It sounds like something out of a science-fiction movie, but one day in the near future you may swallow a pill that looks for cancer and other diseases in your body.
Such a pill is being developed by Google, whose days as merely a search engine are long past. The company is delving into everything from delivery drones to Google Glass to medical nanotechnology, and it’s this unlikely pursuit that has scientists talking. “It’s very exciting,” says Chad Mirkin, director of the International Institute for Nanotechnology at Northwestern University, in an interview with MIT Technology Review.
But Mirkin points out that Google faces some technological and biological challenges in bringing the idea to execution. The project could also run into privacy concerns, given controversy surrounding Google’s massive data-collection initiatives.
“The notion of Google monitoring a human body around the clock is likely to worry critics who complain the company already has access to too much information,” The Wall Street Journal writes.
From a medical standpoint, though, the use of nanoparticles—fragments much smaller than red blood cells—to zero in on cancer is a promising one, says John Sweetenham, M.D., a hematologist and oncologist at University of Utah’s Huntsman Cancer Institute.
“The advantage of that is all-around early detection,” he says. “If we can detect these diseases earlier, the chance of success is better.
□ □ □ □ □ □ □
Set of tasks –
**a.** In the article on Google's disease-detecting pill, which institute does Chad Mirkin direct?
**b.** Condense the paragraph of the article on Google's disease-detecting pill that begins "Such a pill is being developed by Google" into two sentences, keeping its main facts.
**c.** Pick up the article on Google's disease-detecting pill from its final sentence and continue it for a paragraph or two.
□ □ □ □ □ □ □
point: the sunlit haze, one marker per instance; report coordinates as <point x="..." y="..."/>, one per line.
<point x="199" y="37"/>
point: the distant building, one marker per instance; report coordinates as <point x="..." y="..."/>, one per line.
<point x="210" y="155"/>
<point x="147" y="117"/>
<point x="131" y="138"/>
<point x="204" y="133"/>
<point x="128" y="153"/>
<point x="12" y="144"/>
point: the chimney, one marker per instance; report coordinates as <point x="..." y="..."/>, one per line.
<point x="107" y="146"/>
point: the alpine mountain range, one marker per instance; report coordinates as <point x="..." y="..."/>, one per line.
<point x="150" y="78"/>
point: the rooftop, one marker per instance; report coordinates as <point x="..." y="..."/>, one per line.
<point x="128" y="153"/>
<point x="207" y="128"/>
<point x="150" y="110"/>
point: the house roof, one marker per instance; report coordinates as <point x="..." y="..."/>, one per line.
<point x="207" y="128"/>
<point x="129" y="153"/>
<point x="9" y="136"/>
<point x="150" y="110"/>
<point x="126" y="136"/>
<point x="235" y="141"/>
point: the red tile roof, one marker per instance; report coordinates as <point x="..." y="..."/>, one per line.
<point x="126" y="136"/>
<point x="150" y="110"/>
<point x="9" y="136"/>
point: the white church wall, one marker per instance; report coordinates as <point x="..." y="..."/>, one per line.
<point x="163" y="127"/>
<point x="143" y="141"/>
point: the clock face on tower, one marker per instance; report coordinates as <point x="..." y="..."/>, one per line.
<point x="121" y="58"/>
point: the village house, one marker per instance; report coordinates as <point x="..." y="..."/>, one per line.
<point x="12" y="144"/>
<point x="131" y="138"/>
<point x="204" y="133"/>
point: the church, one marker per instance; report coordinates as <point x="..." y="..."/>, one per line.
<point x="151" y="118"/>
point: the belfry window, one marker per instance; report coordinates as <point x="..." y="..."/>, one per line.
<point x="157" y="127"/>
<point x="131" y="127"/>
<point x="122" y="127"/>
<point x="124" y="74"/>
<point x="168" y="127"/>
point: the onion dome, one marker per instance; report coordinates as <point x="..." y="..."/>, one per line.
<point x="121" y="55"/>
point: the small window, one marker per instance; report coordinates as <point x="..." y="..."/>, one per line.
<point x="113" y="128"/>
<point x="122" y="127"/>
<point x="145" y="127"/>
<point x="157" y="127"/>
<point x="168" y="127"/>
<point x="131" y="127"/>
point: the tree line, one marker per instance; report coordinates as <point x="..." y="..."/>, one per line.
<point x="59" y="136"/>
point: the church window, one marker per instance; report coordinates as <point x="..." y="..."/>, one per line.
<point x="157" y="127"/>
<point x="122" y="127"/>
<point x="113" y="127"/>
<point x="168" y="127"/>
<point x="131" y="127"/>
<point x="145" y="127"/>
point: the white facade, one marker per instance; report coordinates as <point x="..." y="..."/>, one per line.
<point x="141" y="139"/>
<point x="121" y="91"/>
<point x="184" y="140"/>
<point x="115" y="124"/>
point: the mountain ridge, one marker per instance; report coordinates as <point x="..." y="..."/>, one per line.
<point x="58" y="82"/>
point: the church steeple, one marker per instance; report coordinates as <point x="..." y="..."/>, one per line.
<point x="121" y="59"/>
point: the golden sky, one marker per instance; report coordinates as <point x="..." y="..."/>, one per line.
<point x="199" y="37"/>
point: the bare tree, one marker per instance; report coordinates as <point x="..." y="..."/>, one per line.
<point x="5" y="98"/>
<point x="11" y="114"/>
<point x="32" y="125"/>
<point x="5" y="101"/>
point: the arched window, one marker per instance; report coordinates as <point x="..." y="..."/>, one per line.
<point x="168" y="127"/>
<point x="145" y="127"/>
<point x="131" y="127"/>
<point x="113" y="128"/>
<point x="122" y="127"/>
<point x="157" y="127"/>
□ □ □ □ □ □ □
Answers to this exercise –
**a.** The International Institute for Nanotechnology at Northwestern University.

**b.** Google, which has expanded well beyond search into delivery drones, Google Glass and medical nanotechnology, is developing the pill. Its nanotechnology work has drawn excitement from scientists such as Chad Mirkin of Northwestern University's International Institute for Nanotechnology, who spoke with MIT Technology Review.

**c.**
“I think we’re already clinically in the early stages of being able to do this,” Sweetenham says (although it’s not currently in a pill form the way Google envisions). Today, doctors use nanoparticles to deliver certain drugs. It works by homing in on cancer cells and delivering the medication directly, which is more effective than just injecting it into the bloodstream.
The principle would be the same for detection, Sweetenham says. The nanoparticles would race right to a tumor and give doctors feedback about the DNA of the cancerous cells, a more effective method than hunting for miniscule scraps of telltale DNA in a patient’s blood.
“If we can detect it at very low levels and very early in the disease process, then we know we have a much better chance of a cure, and we can do that in a way with far fewer side effects,” Sweetenham says.